* Source text *
There are different types of treatment for patients with gallbladder cancer, depending on the stage of the cancer and the person’s overall health. At Siteman, each cancer has a wide range of treatments that can be used alone or in combination to give the best outcome for your specific cancer, including standard therapies and novel therapies only available in clinical trials. That’s why careful diagnosis is so important. As part of a research medical center, physicians at the Siteman Cancer Center at Barnes-Jewish Hospital and Washington University School of Medicine in St. Louis have access to a wide range of clinical trials to test new therapies as they emerge. Many of our doctors are principle investigators in these trials, which cover medical, surgical, and radiation therapies. Discuss with your physician how your cancer might benefit from clinical trials.
The standard treatments for gallbladder cancer include surgery, radiation therapy, and chemotherapy. In trials are radiations sensitizing approaches to make radiation and chemotherapy more effective. Clinical trials are testing many other approaches, some of which are becoming standard of care.
Surgery and Other Procedures
Extended Cholecystectomy: For resectable gallbladder cancer, the gallbladder and some tissue around it, including a portion of the liver and lymph nodes can be performed. For bile duct cancers either a liver resection or pancreas resection may be required depending upon which part of the bile duct is involved.
If the cancer has spread and cannot be fully removed, some surgeries can help relieve symptoms:
Biliary bypass: For blockages preventing draining of bile into the small intestine, a pathway can be created around the blockage.
Endoscopic stent placement: For tumors blocking the bile duct, a stent may be placed through a catheter to drain bile to the outside of the body or into the small intestine.
Percutaneous transhepatic biliary drainage: When endoscopic stent placement is not possible, ultrasound guidance can help stent placement to relieve jaundice.

Free-text descriptions of objects
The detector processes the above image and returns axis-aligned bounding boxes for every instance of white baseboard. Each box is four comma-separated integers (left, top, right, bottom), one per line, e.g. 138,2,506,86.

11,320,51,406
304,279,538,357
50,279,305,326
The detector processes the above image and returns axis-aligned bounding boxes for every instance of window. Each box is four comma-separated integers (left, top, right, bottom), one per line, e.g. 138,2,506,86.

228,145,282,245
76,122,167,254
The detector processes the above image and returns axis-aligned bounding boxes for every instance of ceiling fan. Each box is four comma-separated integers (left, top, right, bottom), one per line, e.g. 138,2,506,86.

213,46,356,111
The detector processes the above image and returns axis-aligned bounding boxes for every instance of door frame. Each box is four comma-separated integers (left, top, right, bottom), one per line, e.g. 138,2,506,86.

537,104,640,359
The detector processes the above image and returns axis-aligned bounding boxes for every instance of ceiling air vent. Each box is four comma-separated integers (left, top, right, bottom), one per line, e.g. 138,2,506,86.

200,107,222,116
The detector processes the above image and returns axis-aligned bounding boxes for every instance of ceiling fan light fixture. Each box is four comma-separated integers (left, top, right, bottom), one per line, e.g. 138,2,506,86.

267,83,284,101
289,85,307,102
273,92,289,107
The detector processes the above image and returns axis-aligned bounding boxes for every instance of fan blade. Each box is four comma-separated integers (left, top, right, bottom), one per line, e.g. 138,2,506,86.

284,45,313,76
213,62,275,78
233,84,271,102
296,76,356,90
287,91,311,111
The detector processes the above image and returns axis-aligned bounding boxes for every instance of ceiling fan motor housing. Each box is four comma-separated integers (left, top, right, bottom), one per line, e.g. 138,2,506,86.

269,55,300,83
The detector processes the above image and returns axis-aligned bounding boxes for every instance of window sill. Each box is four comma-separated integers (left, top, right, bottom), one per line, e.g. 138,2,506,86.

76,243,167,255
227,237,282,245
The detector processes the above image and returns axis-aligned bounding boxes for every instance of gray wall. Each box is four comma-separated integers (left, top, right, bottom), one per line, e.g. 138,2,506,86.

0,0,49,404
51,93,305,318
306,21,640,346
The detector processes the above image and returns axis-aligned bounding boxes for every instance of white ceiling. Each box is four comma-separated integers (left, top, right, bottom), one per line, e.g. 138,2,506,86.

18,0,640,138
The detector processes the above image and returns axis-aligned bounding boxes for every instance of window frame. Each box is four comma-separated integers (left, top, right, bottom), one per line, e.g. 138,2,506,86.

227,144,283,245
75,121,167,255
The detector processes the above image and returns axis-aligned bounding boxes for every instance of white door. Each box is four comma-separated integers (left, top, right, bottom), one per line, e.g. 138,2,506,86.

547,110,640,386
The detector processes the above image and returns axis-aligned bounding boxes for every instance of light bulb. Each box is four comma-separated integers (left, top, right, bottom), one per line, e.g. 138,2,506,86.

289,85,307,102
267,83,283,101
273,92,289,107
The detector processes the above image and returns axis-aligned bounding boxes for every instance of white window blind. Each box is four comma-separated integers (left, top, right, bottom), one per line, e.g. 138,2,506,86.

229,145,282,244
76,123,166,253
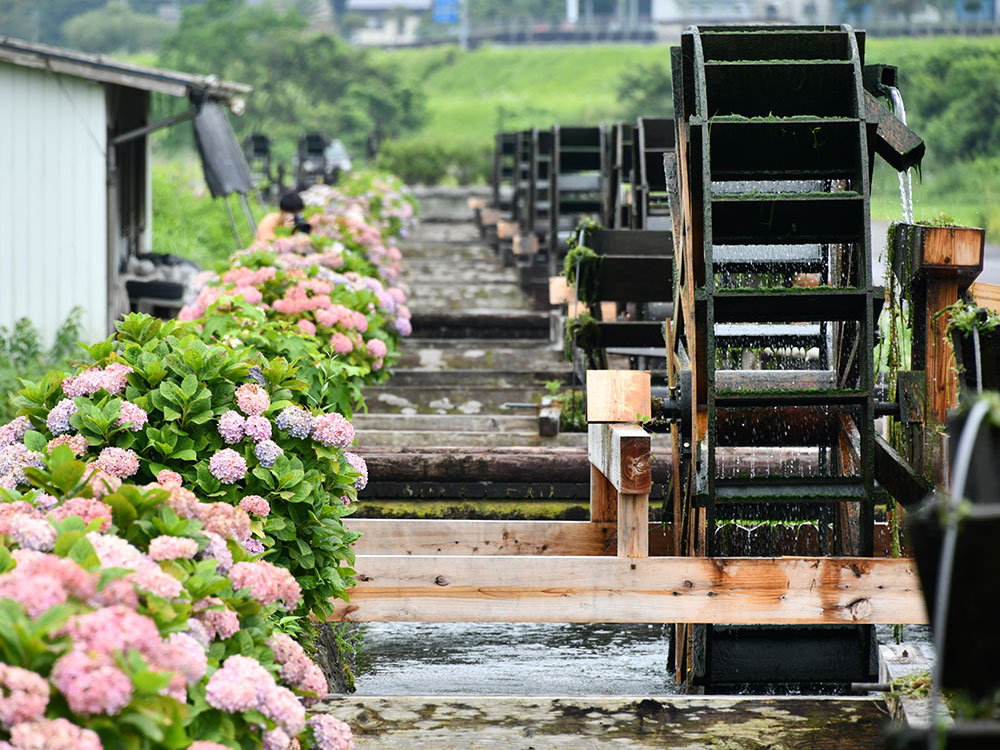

* Task list *
a: Reproduce the passage of the gallbladder cancer treatment text that opens with the words containing "Surgery and Other" and closes with "the small intestine.".
b: According to the gallbladder cancer treatment text, what are the standard treatments for gallbladder cancer?
c: Continue the gallbladder cancer treatment text from the point where it stops.

* Task-by-task results *
a:
Surgery and Other Procedures
Extended Cholecystectomy: For resectable gallbladder cancer, the gallbladder and some tissue around it, including a portion of the liver and lymph nodes can be performed. For bile duct cancers either a liver resection or pancreas resection may be required depending upon which part of the bile duct is involved.
If the cancer has spread and cannot be fully removed, some surgeries can help relieve symptoms:
Biliary bypass: For blockages preventing draining of bile into the small intestine, a pathway can be created around the blockage.
Endoscopic stent placement: For tumors blocking the bile duct, a stent may be placed through a catheter to drain bile to the outside of the body or into the small intestine.

b: Surgery, radiation therapy, and chemotherapy.

c:
Radiation oncology has active trials for minimizing the duration and amount of radiation a patient receives to reduce long-term side effects. No one should be over or undertreated. Siteman is a leader in using shorter radiation durations than the national average with the same outcomes.
MR-guided adaptive radiation therapy: Siteman cancer center is the only center in the world performing MR-guided adaptive radiation therapy. By using an MRI to guide the radiation therapy; Siteman radiation oncologists can adjust, or adapt, the radiation to the patient every day.
Chemotherapy involves the administration of drugs, either orally or intravenously to kill cancer cells. Over the last five years, several new drugs have increased the options for physicians treating patients with gallbladder cancer. Therapy that falls under medical treatment has a wide range of approaches, including timing of treatment. It can be given before or after surgery, in conjunction with radiation (chemoradiation) or by itself.
Immunotherapy: Also called biologic therapy, these drugs use the patients’ immune systems to fight the cancer.
Different combinations of therapies may be used depending on the stage of the cancer and the health of the patient. New combinations of therapies are always being tested in clinical trials and are available at Siteman Cancer Center before other places may have access to them.